::: ПРИВЕДЁННЫЙ ТЕКСТ :::

Архипелаг ГУЛАГ. Книга 2 - Александр Солженицын
Шрифт:
Интервал:
Закладка:
И для последователей теперь легко сложилось: что заставить заключённого ежедневно трудиться (иногда по 14 часов, как на колымских забоях) – гуманно и ведёт к его исправлению. Напротив, ограничить его заключение тюремной камерой, двориком и огородом, дать ему возможность эти годы читать книги, писать, думать и спорить – означает обращение «как со скотом» (из той же «Критики»).
Правда, в послеоктябрьское горячее время было не до этих тонкостей, и ещё гуманнее казалось просто расстреливать. Тех же, кого не расстреливали, а сажали в самые ранние лагеря, – сажали туда не для исправления, а для обезвреживания, для чистой изоляции.
Дело в том, что были и в то время умы, занятые карательной теорией, например Пётр Стучка, и в «Руководящих Началах по уголовному праву РСФСР» 1919 года подвергнуто было новому определению само понятие наказания. Наказание, очень свежо утверждалось там, не есть ни возмездие (рабоче-крестьянское государство не мстит преступнику), ни искупление вины (никакой индивидуальной вины быть не может, только классовая причинность), а есть оборонительная мера по охране общественного строя – мера социальной защиты.
Раз «мера социальной защиты» – тогда понятно, на войне как на войне, надо или расстреливать («высшая мера социальной защиты»), или держать в тюрьме. Но при этом как-то тускнела идея исправления, к которой в том же 1919 году призывал VIII съезд партии. И главное, непонятно стало: от чего же исправляться, если нет вины? От классовой причинности исправиться же нельзя!?

::: ПРЕДСТАВЛЕННЫЙ МАТЕРИАЛ :::

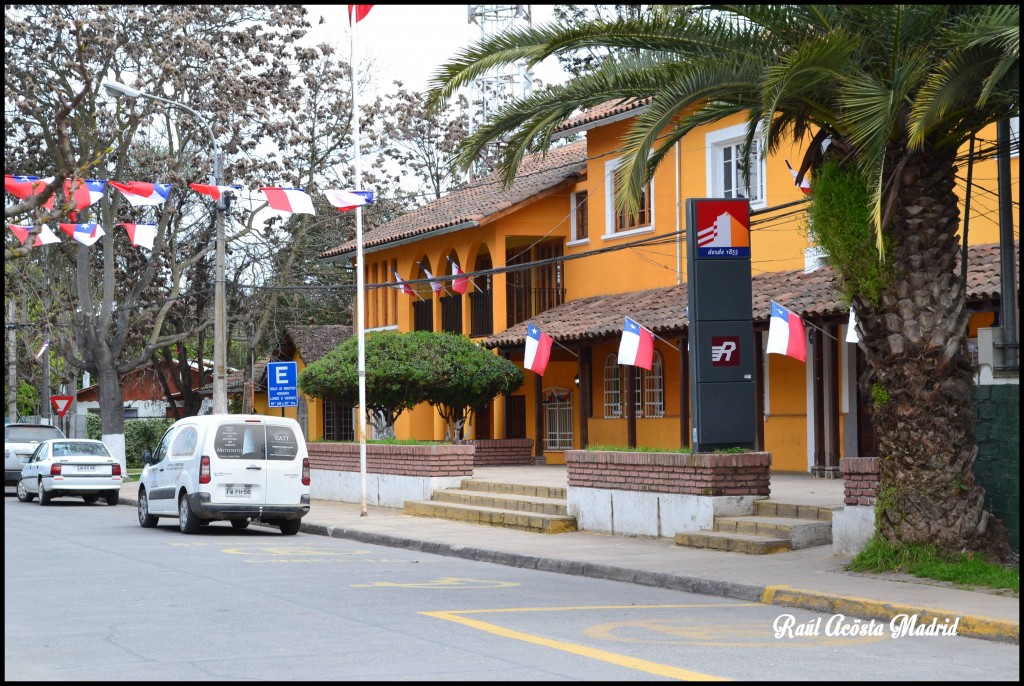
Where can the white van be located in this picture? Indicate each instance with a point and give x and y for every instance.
(227, 467)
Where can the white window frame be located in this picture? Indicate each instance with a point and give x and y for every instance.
(732, 137)
(612, 388)
(558, 434)
(574, 239)
(609, 205)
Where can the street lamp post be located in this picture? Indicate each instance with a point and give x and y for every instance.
(219, 319)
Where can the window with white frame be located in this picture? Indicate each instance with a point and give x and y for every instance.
(620, 221)
(725, 174)
(557, 419)
(580, 222)
(653, 388)
(612, 387)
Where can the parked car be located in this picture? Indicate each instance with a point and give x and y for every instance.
(81, 468)
(227, 467)
(18, 442)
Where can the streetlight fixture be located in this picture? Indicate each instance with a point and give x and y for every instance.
(116, 89)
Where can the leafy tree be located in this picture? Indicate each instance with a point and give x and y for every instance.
(896, 90)
(465, 377)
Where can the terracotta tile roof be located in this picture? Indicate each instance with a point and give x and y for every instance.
(811, 295)
(314, 341)
(472, 205)
(598, 114)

:::

ЗАДАНИЕ 1:
Поясните на основании приведённого текста, почему после принятия «Руководящих Начал» 1919 года стало непонятно, от чего заключённому следует исправляться.
ЗАДАНИЕ 2:
Какой съезд партии, согласно приведённому тексту, в 1919 году призывал к идее исправления?
Представленный материал является самостоятельным и к приведённому тексту не относится.

ОТВЕТ 1:
«Руководящие Начала» отрицали индивидуальную вину и признавали лишь классовую причинность, а наказание определяли как меру социальной защиты. Если вины нет, то исправляться не от чего, а от классовой причинности исправиться нельзя.

ОТВЕТ 2:
VIII съезд партии.